Mi hermano, de chiquito, además de ser una legítima peste y haber aportado varias nuevas acepciones al verbo joder, era asmático.
La falta de aire lo encadenaba, desde los tiempos de la cuna, apoyado en sus barrotes, a mirar por la ventana a los demás chiquillos que arrastraban rodillas y carritos por el suelo. Cuando el asalto a su oxígeno era particularmente salvaje e inhumano, ni siquiera podía tener esa diversión sádica y cruel de ver a otros hacer lo que a él le estaba vedado.
Y a la vez, eso no le afectaba el carácter. Aunque tuviera las ojeras moradas que delataban las noches en vela robándole un poquito de aire al tiempo o de insomnio en un pasillo del Hospital de Niños y el silbido de un gatito doliente, gris y chiquito en el pecho, aun en los días en los que se veía demacrado y pálido y aceptaba resignado el pánico que le provocaban tantas y tantas inyecciones, se las ingeniaba para sonreír y no renegar de su estado enfermito
En los días que estaba un poquito mejor, faltando diez minutos para la hora, cuando de lejos se escuchaba el pito y presentía el temblor del aire y el estremecimiento quieto que es parecido a un temblor, pero diferente, se me acercaba con sus pasitos de patito, y me tomaba de la mano y viendo hacia arriba encontraba mi mirada sorprendida. Alzaba las cejitas rubias y me decía en su voz de bebito de casi dos años: Chen!
Entonces caminábamos hasta la esquina para verlo en vivo. El en sus mantillas- en aquellos años de tela blanca y su camisetita de rayitas celeste claro. Tan rápido como se lo permitían sus botitas de amarrar y sus piernas corvetas y gorditas. Nos parábamos muy cerca de la línea y él atisbaba inquieto el momento en que el ruido se hiciera máquina.
Cuando finalmente aparecía el tren, su alegría era inmensa. Mientras se sostenía fuerte con su manita izquierda de mi enagua de escuela para protegeser de la correinte de viento, con la derecha saludaba emocionado a los pasajeros asomados en las ventanas y se cubría a ratitos la boca para disimular algún ataque de tos pasajero.

Preguntas:
1 > En el relato sobre el hermano y el tren, ¿de qué color eran las rayitas de la camiseta del niño?
2 > Escribe la continuación del relato sobre el hermano y el tren a partir de su última oración.

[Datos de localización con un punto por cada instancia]
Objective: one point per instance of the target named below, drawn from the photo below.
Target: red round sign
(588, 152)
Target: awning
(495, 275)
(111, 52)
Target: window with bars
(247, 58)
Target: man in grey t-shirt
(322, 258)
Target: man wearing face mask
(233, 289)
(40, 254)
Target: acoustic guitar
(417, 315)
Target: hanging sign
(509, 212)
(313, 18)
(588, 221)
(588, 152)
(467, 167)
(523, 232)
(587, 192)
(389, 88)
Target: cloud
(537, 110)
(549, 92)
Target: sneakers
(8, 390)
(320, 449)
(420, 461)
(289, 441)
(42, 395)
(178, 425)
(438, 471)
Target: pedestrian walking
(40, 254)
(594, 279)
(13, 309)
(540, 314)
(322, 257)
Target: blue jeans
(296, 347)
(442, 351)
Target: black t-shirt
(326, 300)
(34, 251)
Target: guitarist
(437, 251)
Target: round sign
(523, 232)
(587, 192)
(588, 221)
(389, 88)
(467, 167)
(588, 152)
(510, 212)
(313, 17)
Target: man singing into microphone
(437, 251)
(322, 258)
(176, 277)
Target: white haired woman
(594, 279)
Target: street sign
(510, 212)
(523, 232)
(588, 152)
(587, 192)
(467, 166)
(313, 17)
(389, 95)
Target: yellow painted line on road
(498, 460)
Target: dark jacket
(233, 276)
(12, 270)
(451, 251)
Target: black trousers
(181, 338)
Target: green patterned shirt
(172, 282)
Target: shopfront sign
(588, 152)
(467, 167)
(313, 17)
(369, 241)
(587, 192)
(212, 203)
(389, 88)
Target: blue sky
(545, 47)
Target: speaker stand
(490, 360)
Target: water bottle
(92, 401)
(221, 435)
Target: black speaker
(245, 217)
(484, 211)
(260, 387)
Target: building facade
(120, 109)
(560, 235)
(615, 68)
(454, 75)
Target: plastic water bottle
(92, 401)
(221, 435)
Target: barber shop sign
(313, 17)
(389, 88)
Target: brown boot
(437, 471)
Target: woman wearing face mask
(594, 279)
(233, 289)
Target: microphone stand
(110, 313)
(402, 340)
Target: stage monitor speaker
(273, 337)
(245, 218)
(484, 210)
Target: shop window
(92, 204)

==

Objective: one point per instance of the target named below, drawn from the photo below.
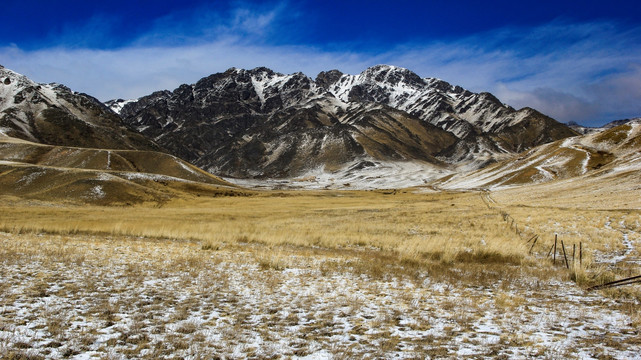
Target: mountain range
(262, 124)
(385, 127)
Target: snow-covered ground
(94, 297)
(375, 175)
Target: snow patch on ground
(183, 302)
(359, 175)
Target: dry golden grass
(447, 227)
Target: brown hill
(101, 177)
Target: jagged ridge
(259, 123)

Respuestas:
1 > Eran de color celeste claro.

2 >
El tren se alejaba siempre demasiado rápido. Y él y yo nos devolvíamos en ritmo de trencito, con él de locomotora, yo de kabus o de vagón de pasajeros, los cien metros hasta la casa, cantando chucu-chucu-chu-chú y pitando en los momentos correctos.
Un día nos fuimos a vivir al otro lado de la ciudad, en urbanizaciones donde la ausencia de trenes escandalosos y vibrantes se consideraba un signo de status y de movilidad social. Al principio, intrigado, se me acercaba, me tomaba de la mano y me decía entre interrogante y esperanzado: Chen? Y yo le tenía que decir que no, que ya no teníamos. Después no preguntó más. Yo, además de olvidarme del asunto y dedicarme a ignorarlo, siempre pensé que su ferrocarrilera obsesión había sido transitoria, típica de cualquier niñito de dos años.
Hasta hace una semana. Veinticinco años después de haber visto su último tren en vivo, mi hermano, el ex asmático, hoy un hombre adulto, grande, graduado y casado, se salió de clases de la maestría para ver el viaje inaugural de su amigo resucitado. Yo supe porque cuando venía manejando, para mi casa desde el trabajo, me mandó un mensaje de texto a mí, a la que ahora ya casi nunca le habla, que decía “Acabo de ver pasar el tren por San Pedro. Iba lleno”.
En medio de la presa, me acordé de todo esto con esa sensación que le pone a uno suavecito la parte del corazón donde se guardan los recuerdos y que los insensibles llaman cursilerías. Si no hubiera sido por la limitación tecnológica que me impide el chateo telefónico, y por la ausencia de del efecto del tono de voz que le pone la emoción de la que a veces carecen los mensajes escritos, le hubiera respondido: chucu-chucu-chu-chú.